[Bounding-box records]
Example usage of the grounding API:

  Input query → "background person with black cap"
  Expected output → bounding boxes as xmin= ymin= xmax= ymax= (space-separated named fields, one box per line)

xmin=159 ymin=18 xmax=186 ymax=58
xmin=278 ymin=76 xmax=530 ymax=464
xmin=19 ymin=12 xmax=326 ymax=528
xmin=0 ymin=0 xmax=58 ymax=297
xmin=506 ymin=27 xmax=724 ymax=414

> [TASK OBJECTIVE]: List every line of the records above in which the string "ymin" appears.

> [WRITTEN SOLUTION]:
  Expected output → bounding boxes as xmin= ymin= xmax= ymax= (space-separated named fields, one box per line)
xmin=159 ymin=18 xmax=186 ymax=58
xmin=278 ymin=76 xmax=530 ymax=464
xmin=19 ymin=12 xmax=326 ymax=528
xmin=0 ymin=0 xmax=58 ymax=297
xmin=506 ymin=27 xmax=724 ymax=414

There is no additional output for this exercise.